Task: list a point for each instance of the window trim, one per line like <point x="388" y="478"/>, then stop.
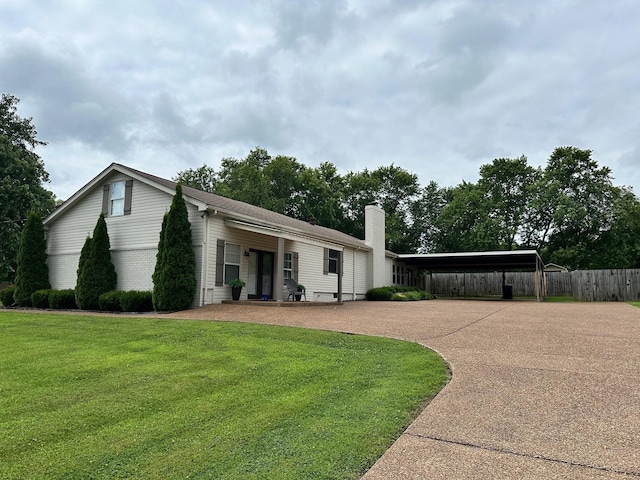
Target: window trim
<point x="229" y="262"/>
<point x="107" y="201"/>
<point x="330" y="260"/>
☆ ☆ ☆
Requirement: Word for word, retype all of the data above, but include no pictures.

Answer for this exercise:
Task: list a point for each instance of the window trim, one per line like <point x="388" y="478"/>, then stop.
Target: window trim
<point x="229" y="262"/>
<point x="107" y="201"/>
<point x="330" y="260"/>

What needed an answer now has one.